> [Consigna]
Enumera todas las empresas que el pasaje citado sobre empresas recuperadas por sus trabajadores nombra como ejemplo.

> [Pasaje citado]
Brecha Digital

Pros y contras de la apuesta autogestionaria

Empresas recuperadas por sus trabajadores

En 2010 y 2011 un equipo del Instituto de Economía de la Universidad de la República llevó a cabo un estudio sobre las cooperativas de producción existentes en Uruguay.* “Fue prácticamente un censo, porque relevamos a su casi totalidad”, comentó uno de los autores de la investigación, Andrés Dean. El trabajo desmintió algunos de los muchos prejuicios en torno a estas formas organizativas, prejuicios que tienen la piel dura y todavía persisten. En diálogo con Dean, Brecha se interesó en especial por lo referido a las empresas recuperadas por sus trabajadores. A continuación, un resumen de las declaraciones del economista.

 

No todas las empresas recuperadas por sus trabajadores se han organizado como cooperativas. Algunas han tomado la forma de sociedades anónimas, como Envidrio y Urutransfor; otras son mixtas, como Funsa, una sociedad anónima cuyo paquete accionario está controlado por una cooperativa.

> [Entradas proporcionadas]
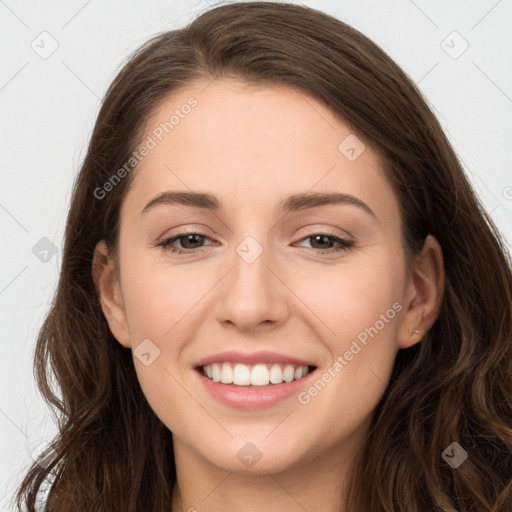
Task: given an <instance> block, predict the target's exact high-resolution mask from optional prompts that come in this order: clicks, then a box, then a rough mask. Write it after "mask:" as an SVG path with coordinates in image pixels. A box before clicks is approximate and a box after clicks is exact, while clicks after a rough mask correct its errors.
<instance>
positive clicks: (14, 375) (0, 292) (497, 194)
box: [0, 0, 512, 512]
mask: <svg viewBox="0 0 512 512" xmlns="http://www.w3.org/2000/svg"><path fill="white" fill-rule="evenodd" d="M302 3H303V4H305V5H308V6H311V7H314V8H317V9H320V10H323V11H325V12H327V13H329V14H332V15H334V16H336V17H338V18H340V19H342V20H343V21H346V22H348V23H349V24H351V25H353V26H354V27H356V28H357V29H359V30H361V31H362V32H363V33H364V34H366V35H367V36H369V37H370V38H371V39H373V40H374V41H375V42H377V43H378V44H379V45H380V46H381V47H382V48H383V49H384V50H385V51H386V52H387V53H388V54H389V55H390V56H391V57H392V58H394V59H395V60H396V61H397V62H398V64H400V65H401V66H402V67H403V69H404V70H405V71H406V72H407V73H408V74H409V76H410V77H411V78H412V79H413V80H414V81H415V82H416V83H418V84H419V86H420V88H421V89H422V91H423V92H424V94H425V96H426V97H427V99H428V101H429V102H430V104H431V105H432V106H433V108H434V109H435V111H436V113H437V115H438V118H439V120H440V122H441V124H442V126H443V127H444V129H445V130H446V132H447V134H448V136H449V138H450V140H451V142H452V143H453V145H454V147H455V150H456V151H457V152H458V154H459V155H460V157H461V158H462V161H463V163H464V165H465V168H466V171H467V173H468V175H469V176H470V179H471V181H472V183H473V184H474V186H475V188H476V190H477V192H478V194H479V195H480V197H481V198H482V200H483V203H484V205H485V207H486V209H487V211H488V212H489V213H490V214H491V216H492V218H493V219H494V221H495V222H496V224H497V225H498V227H499V229H500V230H501V231H502V232H503V234H504V235H505V237H506V239H507V241H508V243H509V244H510V242H511V241H512V222H511V220H512V213H511V212H512V175H511V174H512V173H511V167H512V166H511V164H512V156H511V134H512V72H511V70H512V65H511V62H512V61H511V59H510V56H511V55H512V32H511V31H510V27H511V26H512V0H500V1H496V0H481V1H476V0H473V1H471V2H468V1H462V0H459V1H452V2H450V3H448V2H446V1H441V0H436V1H427V0H415V1H412V0H393V1H388V2H379V1H377V0H375V1H369V0H365V1H355V0H346V1H334V0H332V1H328V0H324V1H314V0H313V1H304V2H302ZM209 5H212V6H213V5H216V4H214V3H213V1H212V0H211V1H210V2H205V1H190V2H184V1H181V2H178V1H177V0H173V1H163V0H160V1H158V0H151V1H144V2H142V1H139V2H135V1H125V2H121V1H114V0H108V1H105V0H103V1H101V2H100V1H99V0H89V1H87V0H73V1H69V0H68V1H63V0H61V1H54V2H51V3H50V4H48V3H47V2H28V1H15V0H6V1H0V20H1V30H0V44H1V47H2V48H3V54H2V55H3V62H2V66H1V68H0V108H1V112H2V117H1V119H2V123H1V141H2V158H1V169H2V171H1V172H2V175H1V181H0V183H1V188H0V222H1V224H0V225H1V228H2V242H3V243H2V250H1V252H0V258H1V259H0V262H1V276H0V308H1V312H2V315H1V327H0V332H2V333H3V335H2V340H1V357H0V372H1V379H2V386H1V392H0V511H2V512H7V511H11V510H12V509H11V508H9V507H8V504H7V503H8V498H9V497H10V496H11V495H12V491H13V490H14V488H15V486H16V485H17V484H18V482H19V479H20V478H21V476H22V474H23V471H24V469H25V467H26V466H27V465H28V464H29V462H30V457H31V454H32V456H35V455H37V451H38V450H39V449H40V446H41V443H44V442H46V441H48V440H50V439H51V438H52V437H53V435H54V434H55V432H56V430H55V427H54V426H53V423H52V420H51V416H50V413H49V411H48V410H47V408H46V407H45V404H44V403H43V401H42V399H41V397H40V396H39V394H38V392H37V390H36V388H35V383H34V378H33V373H32V371H33V370H32V354H33V349H34V345H35V338H36V335H37V332H38V329H39V327H40V325H41V322H42V320H43V316H44V314H45V312H46V311H47V309H48V307H49V304H50V301H51V297H52V294H53V291H54V288H55V286H56V283H57V278H58V270H59V266H60V263H61V251H60V248H61V247H62V234H63V229H64V222H65V218H66V213H67V208H68V201H69V197H70V190H71V184H72V180H73V177H74V176H75V174H76V172H77V169H78V167H79V164H80V162H81V159H82V158H83V156H84V154H85V148H86V144H87V142H88V138H89V135H90V132H91V129H92V125H93V122H94V119H95V116H96V114H97V112H98V109H99V98H101V96H102V95H103V93H104V91H105V90H106V88H107V86H108V84H109V83H110V82H111V80H112V79H113V78H114V76H115V73H116V72H117V71H118V70H119V68H120V66H121V64H122V63H123V62H124V60H125V59H126V57H127V56H128V55H129V53H130V52H131V51H133V50H134V49H136V48H137V47H138V46H139V45H140V44H142V43H143V42H144V41H146V40H147V39H148V38H149V37H150V36H151V35H153V34H155V33H157V32H160V31H163V30H169V29H173V28H178V27H181V26H183V25H184V24H185V23H188V22H189V21H191V20H192V19H193V18H194V17H195V16H196V15H197V14H199V13H200V12H202V11H204V10H206V9H207V8H208V7H209ZM44 31H46V32H48V33H49V34H50V35H51V36H46V35H42V36H41V35H40V34H41V33H42V32H44ZM453 31H456V32H458V33H459V34H460V36H461V37H459V36H457V35H453V34H452V32H453ZM52 39H54V40H55V41H56V42H57V43H58V48H57V49H56V51H55V52H54V53H53V54H52V55H50V56H48V57H47V58H42V56H41V54H43V56H44V57H46V56H47V55H44V52H49V51H50V50H51V48H52V47H51V45H52V44H56V43H53V42H52ZM443 41H444V42H443ZM464 41H466V42H467V44H468V45H469V46H468V48H467V50H466V51H464V52H463V53H462V54H460V55H459V53H460V52H461V50H462V49H463V48H464V47H465V45H466V43H465V42H464ZM36 49H37V51H36ZM450 54H451V55H450ZM454 57H456V58H454ZM43 237H47V238H48V239H50V240H51V241H52V242H53V243H54V244H55V246H56V249H57V252H56V255H55V256H53V257H51V258H50V259H49V261H47V262H46V263H45V262H44V261H41V259H40V258H42V257H43V256H44V255H42V254H39V257H37V256H36V255H35V254H34V253H33V251H32V248H33V247H34V245H35V244H36V243H37V242H38V241H39V240H40V239H41V238H43ZM48 256H51V253H49V254H48ZM43 259H44V258H43ZM34 453H35V455H34Z"/></svg>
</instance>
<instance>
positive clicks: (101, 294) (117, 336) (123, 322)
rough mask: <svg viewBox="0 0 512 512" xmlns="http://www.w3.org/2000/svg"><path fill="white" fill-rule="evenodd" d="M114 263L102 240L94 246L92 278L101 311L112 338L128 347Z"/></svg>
mask: <svg viewBox="0 0 512 512" xmlns="http://www.w3.org/2000/svg"><path fill="white" fill-rule="evenodd" d="M116 270H117V269H116V266H115V262H114V261H113V258H112V257H110V255H109V251H108V249H107V245H106V244H105V242H104V241H103V240H101V241H100V242H98V243H97V244H96V247H95V249H94V257H93V262H92V276H93V281H94V286H95V287H96V292H97V294H98V297H99V300H100V303H101V309H102V311H103V314H104V315H105V318H106V320H107V322H108V325H109V327H110V331H111V332H112V334H113V335H114V337H115V338H116V339H117V341H119V343H121V345H123V346H124V347H126V348H128V347H130V333H129V330H128V322H127V319H126V312H125V308H124V304H123V299H122V294H121V289H120V284H119V279H118V275H117V271H116Z"/></svg>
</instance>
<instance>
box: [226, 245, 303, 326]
mask: <svg viewBox="0 0 512 512" xmlns="http://www.w3.org/2000/svg"><path fill="white" fill-rule="evenodd" d="M251 238H252V237H248V239H246V240H247V243H246V244H245V245H244V243H242V244H240V245H239V246H238V247H237V250H236V251H234V255H233V258H232V260H231V263H232V264H231V268H230V271H229V272H228V273H227V275H226V276H225V277H224V279H223V280H222V282H221V283H219V286H220V288H219V294H218V297H217V298H218V302H217V304H218V306H217V318H218V320H219V321H220V322H221V323H231V324H233V325H235V326H236V327H238V328H239V329H241V330H244V331H251V330H254V329H259V328H261V326H264V325H266V326H269V327H270V326H273V328H275V327H276V326H277V325H278V324H280V323H282V322H284V321H285V319H286V317H287V315H288V313H289V304H288V302H287V301H289V300H290V298H289V296H290V295H293V294H291V293H290V291H289V288H287V287H286V286H285V284H284V283H283V278H282V276H280V274H282V271H280V266H279V263H278V262H277V261H276V259H275V258H272V251H271V250H267V248H265V249H263V247H262V246H261V245H260V244H258V243H257V242H255V240H254V239H251ZM261 250H262V252H260V251H261ZM254 258H255V259H254Z"/></svg>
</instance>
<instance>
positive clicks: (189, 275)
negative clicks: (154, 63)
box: [95, 79, 444, 512]
mask: <svg viewBox="0 0 512 512" xmlns="http://www.w3.org/2000/svg"><path fill="white" fill-rule="evenodd" d="M190 96H194V97H195V98H196V99H197V101H198V105H197V106H196V107H195V108H194V109H193V110H192V111H191V113H190V114H189V115H188V116H186V117H185V118H183V119H181V120H180V123H179V125H177V126H175V128H174V129H173V131H172V132H171V133H170V134H169V135H167V136H165V137H164V138H163V139H162V141H161V142H160V143H159V144H158V145H157V147H156V148H154V149H152V150H151V152H150V153H149V155H147V156H146V157H145V158H144V159H143V160H142V161H141V162H140V164H139V165H138V166H137V169H136V170H135V171H133V172H134V173H135V175H134V176H133V178H134V182H133V183H132V186H131V187H130V190H129V192H128V194H127V195H126V197H125V200H124V202H123V206H122V210H121V224H120V226H121V227H120V241H119V260H118V261H117V262H116V259H115V258H112V257H111V255H110V254H109V253H108V250H107V248H106V246H105V244H104V243H103V242H100V243H99V244H98V245H97V247H96V254H95V258H96V263H98V264H99V267H98V268H99V269H100V270H99V271H98V272H97V273H96V274H95V280H96V283H97V286H98V290H99V293H100V297H101V301H102V305H103V310H104V313H105V316H106V318H107V320H108V322H109V325H110V328H111V330H112V333H113V334H114V336H115V337H116V339H117V340H118V341H119V343H121V344H122V345H123V346H124V347H127V348H131V349H132V350H133V349H135V348H136V347H137V346H138V345H139V343H141V341H142V340H144V339H147V338H149V339H150V340H151V341H152V342H153V343H154V344H155V345H156V346H158V348H159V349H160V351H161V352H160V356H159V357H157V358H156V359H155V360H154V361H153V362H152V363H151V364H150V365H148V366H145V365H144V364H142V362H141V361H140V360H139V359H138V357H135V356H134V365H135V368H136V371H137V375H138V379H139V382H140V385H141V387H142V389H143V392H144V394H145V396H146V398H147V400H148V402H149V403H150V405H151V407H152V408H153V410H154V411H155V413H156V414H157V415H158V417H159V418H160V419H161V421H162V422H163V423H164V424H165V425H166V426H167V427H168V428H169V429H170V430H171V431H172V433H173V439H174V449H175V460H176V467H177V475H178V478H177V482H178V484H177V485H176V486H175V488H174V493H173V510H190V509H191V508H192V507H193V509H192V510H194V509H195V510H197V511H199V512H201V511H203V510H208V511H209V512H215V511H225V510H233V511H237V510H240V511H242V510H243V511H245V512H251V511H260V510H262V509H263V508H264V509H265V510H267V511H270V512H272V511H282V510H289V511H294V510H297V511H299V510H304V509H306V510H316V511H318V512H321V511H322V512H323V511H325V512H327V511H335V510H336V511H339V510H344V508H342V497H343V495H344V492H345V481H346V478H347V474H348V472H349V471H350V466H351V464H352V463H353V462H354V460H355V457H356V456H357V452H358V450H360V449H361V448H362V446H363V445H364V441H365V436H366V434H367V433H368V429H369V426H370V422H371V418H372V415H373V411H374V409H375V407H376V405H377V403H378V402H379V400H380V398H381V396H382V394H383V393H384V391H385V388H386V386H387V383H388V381H389V378H390V372H391V369H392V366H393V361H394V359H395V356H396V353H397V351H398V350H399V349H402V348H406V347H409V346H411V345H413V344H415V343H417V342H419V341H420V339H421V338H422V337H423V336H424V334H425V333H426V331H428V329H429V328H430V327H431V326H432V324H433V323H434V321H435V319H436V318H437V314H438V310H439V304H440V302H441V297H442V293H443V287H444V271H443V260H442V251H441V248H440V246H439V244H438V242H437V241H436V239H435V238H433V237H432V236H428V237H427V239H426V241H425V245H424V248H423V251H422V253H421V254H420V256H419V257H418V259H417V260H416V261H415V263H414V265H413V266H412V267H411V268H407V266H406V262H405V255H404V248H403V245H402V238H401V219H400V214H399V205H398V202H397V199H396V197H395V194H394V192H393V190H392V189H391V187H390V185H389V184H388V182H387V181H386V179H385V177H384V175H383V173H382V171H381V170H380V161H379V159H378V157H377V155H376V153H375V152H374V151H373V150H372V149H371V147H370V145H369V144H368V143H367V142H366V141H364V142H365V145H366V149H365V150H364V151H363V152H362V153H361V154H360V156H359V157H358V158H357V159H356V160H355V161H349V160H348V159H347V158H346V157H345V156H344V155H343V154H342V153H341V152H340V151H339V150H338V145H339V144H340V142H341V141H343V140H344V139H345V138H346V137H347V136H348V135H350V134H351V133H352V132H351V130H350V128H349V127H348V126H347V125H346V123H344V122H343V121H342V120H341V119H340V118H339V117H337V116H335V114H334V113H333V112H331V111H330V110H329V109H328V108H327V107H325V106H323V105H322V104H320V103H319V102H317V101H316V100H315V99H313V98H312V97H309V96H306V95H304V94H303V93H299V92H297V91H295V90H292V89H290V88H286V87H277V86H264V87H262V86H260V87H255V86H254V85H248V84H247V83H244V82H241V81H238V80H235V79H217V80H215V81H213V82H212V83H210V84H209V85H207V82H200V81H198V82H195V83H193V84H191V85H188V86H187V87H186V88H184V89H181V90H179V91H178V92H175V93H173V95H172V96H169V97H168V98H167V99H166V101H165V102H163V103H162V104H161V105H160V106H159V108H158V109H157V110H156V111H155V112H154V113H153V115H152V116H151V118H150V119H148V120H147V123H146V128H147V133H146V136H147V135H148V134H150V133H151V129H153V128H154V127H155V126H157V125H158V124H159V123H160V122H162V121H164V120H166V119H168V118H169V116H170V114H172V111H173V110H174V109H175V108H179V107H180V105H183V104H184V103H186V101H187V99H188V98H189V97H190ZM163 191H186V192H190V191H194V192H207V193H210V194H213V195H215V196H217V197H218V198H219V199H220V200H221V201H222V203H223V209H222V210H220V211H218V212H215V213H214V212H210V211H203V210H201V209H198V208H191V207H187V206H178V205H170V204H167V205H160V206H158V207H155V208H153V209H152V210H150V211H149V212H147V213H146V214H143V215H141V211H142V209H143V208H144V206H145V205H146V204H147V203H148V202H149V201H150V200H151V199H153V198H154V197H155V196H156V195H158V194H159V193H161V192H163ZM298 192H342V193H347V194H351V195H353V196H355V197H357V198H358V199H360V200H361V201H363V202H364V203H366V205H368V206H369V207H370V208H371V210H372V211H373V212H374V214H375V218H374V217H373V216H371V215H369V214H368V213H367V212H365V210H364V209H362V208H359V207H357V206H353V205H349V204H339V205H326V206H321V207H316V208H312V209H305V210H301V211H298V212H289V213H286V214H283V213H281V212H280V211H279V210H278V202H279V201H280V200H281V199H283V198H284V197H285V196H287V195H288V194H291V193H298ZM184 229H186V230H188V231H190V232H192V233H193V232H198V231H199V232H200V233H201V232H204V233H205V234H207V236H208V237H209V238H206V239H199V242H197V240H196V242H195V244H196V245H193V243H191V244H189V245H183V244H186V243H187V239H186V238H185V239H183V238H182V239H180V240H177V241H175V242H174V247H176V248H180V249H183V248H190V247H191V248H194V247H202V249H203V250H200V251H198V250H196V251H197V252H196V253H195V254H190V255H183V254H172V253H170V252H169V250H168V249H167V250H166V249H164V248H162V247H158V246H156V244H157V243H158V241H160V240H162V239H165V238H170V237H172V236H174V235H175V234H176V233H178V232H179V231H182V230H184ZM326 232H327V234H329V233H334V234H335V236H339V237H341V238H345V239H350V240H353V241H354V243H355V245H354V246H353V247H352V248H350V249H348V250H345V251H340V252H336V253H331V254H321V253H320V252H319V251H321V250H322V249H323V248H325V249H328V248H333V247H337V246H338V244H337V243H336V242H335V241H333V240H332V239H330V238H328V239H327V240H325V241H324V242H323V244H324V245H321V242H322V241H321V240H320V243H318V242H317V243H315V238H314V237H313V238H310V237H312V236H313V235H316V234H319V233H320V234H321V233H326ZM247 236H252V237H253V238H254V239H255V240H256V241H257V242H258V244H259V245H260V246H261V247H262V248H263V253H262V254H261V255H260V256H259V257H258V258H257V259H256V260H255V261H254V262H252V263H250V264H249V263H247V262H246V261H245V260H244V259H243V258H241V257H240V256H239V255H238V253H237V252H236V248H237V246H238V245H239V244H240V243H241V242H242V241H243V240H244V239H245V238H246V237H247ZM329 236H330V235H329ZM201 244H202V245H201ZM394 303H398V304H400V305H401V311H400V312H398V313H397V314H396V315H395V316H394V318H393V319H392V320H389V321H388V322H386V323H385V326H384V328H382V329H380V330H379V332H378V334H377V335H375V336H374V337H373V338H369V340H368V343H367V345H366V346H364V347H363V348H362V350H361V351H360V352H359V353H357V355H354V357H353V359H352V360H351V361H349V362H348V364H347V365H346V366H344V368H343V370H342V371H340V372H339V373H337V374H336V377H335V378H333V379H332V380H331V382H329V383H328V384H327V385H326V386H325V387H324V388H323V389H322V390H321V392H319V393H318V394H317V395H316V396H314V397H312V398H311V400H310V402H309V403H307V404H302V403H299V401H298V400H297V396H295V395H294V396H292V397H290V398H287V399H286V400H284V401H281V402H280V403H278V404H277V405H275V406H273V407H270V408H266V409H263V410H252V411H248V410H241V409H235V408H231V407H229V406H227V405H224V404H222V403H220V402H218V401H217V400H216V399H214V398H212V397H210V395H208V394H207V392H206V391H205V390H204V389H203V388H202V386H200V385H199V383H198V379H197V376H196V375H195V374H194V372H195V370H194V369H193V367H194V366H195V364H196V363H197V361H198V360H199V359H200V358H203V357H205V356H206V355H211V354H215V353H217V352H220V351H223V350H231V349H232V350H240V351H245V352H249V353H250V352H255V351H258V350H270V351H275V352H280V353H284V354H290V355H292V356H296V357H300V358H302V359H305V360H307V361H312V362H314V364H315V365H316V366H318V369H319V374H320V375H321V374H323V373H324V372H327V371H328V369H329V368H330V367H332V365H333V362H334V361H335V360H336V358H337V357H338V356H339V355H343V354H344V353H345V352H346V351H347V350H349V348H350V346H351V343H352V341H353V340H354V339H356V336H357V335H358V334H359V333H361V332H362V331H364V329H365V328H368V327H369V326H373V325H375V323H376V321H377V320H378V319H379V318H380V315H381V314H383V313H385V312H386V311H387V310H389V309H390V308H392V305H393V304H394ZM413 329H417V330H419V331H420V334H412V335H411V334H410V333H409V331H410V330H413ZM247 442H251V443H253V444H254V445H255V446H256V447H257V448H258V450H259V451H260V452H261V454H262V456H261V459H260V460H259V461H258V462H257V463H256V464H254V465H253V466H252V467H250V468H249V467H246V466H245V465H244V464H242V463H241V461H240V460H239V458H238V457H237V453H238V452H239V450H240V449H241V448H242V447H243V446H244V445H245V444H246V443H247Z"/></svg>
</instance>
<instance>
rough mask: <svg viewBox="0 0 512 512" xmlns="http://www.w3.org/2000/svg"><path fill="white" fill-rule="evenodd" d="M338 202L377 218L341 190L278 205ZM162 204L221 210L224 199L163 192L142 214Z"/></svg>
mask: <svg viewBox="0 0 512 512" xmlns="http://www.w3.org/2000/svg"><path fill="white" fill-rule="evenodd" d="M336 204H349V205H352V206H357V207H359V208H361V209H363V210H364V211H365V212H366V213H368V214H370V215H371V216H372V217H374V218H377V216H376V215H375V213H374V212H373V210H372V209H371V208H370V207H369V206H368V205H367V204H366V203H364V202H363V201H361V200H360V199H358V198H357V197H355V196H352V195H350V194H342V193H340V192H330V193H323V192H316V193H299V194H291V195H289V196H286V197H285V198H284V199H282V200H281V201H280V202H279V204H278V206H279V209H280V210H281V211H282V212H284V213H288V212H295V211H299V210H306V209H309V208H316V207H318V206H325V205H336ZM161 205H181V206H190V207H193V208H201V209H204V210H211V211H219V210H221V209H222V201H220V200H219V199H218V198H217V197H215V196H213V195H211V194H206V193H201V192H162V193H160V194H158V195H157V196H156V197H154V198H153V199H151V201H149V203H148V204H147V205H146V206H145V207H144V209H143V210H142V212H141V215H142V214H145V213H147V212H149V211H150V210H152V209H153V208H155V207H157V206H161Z"/></svg>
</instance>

> [Resultado del ejercicio]
Envidrio, Urutransfor y Funsa.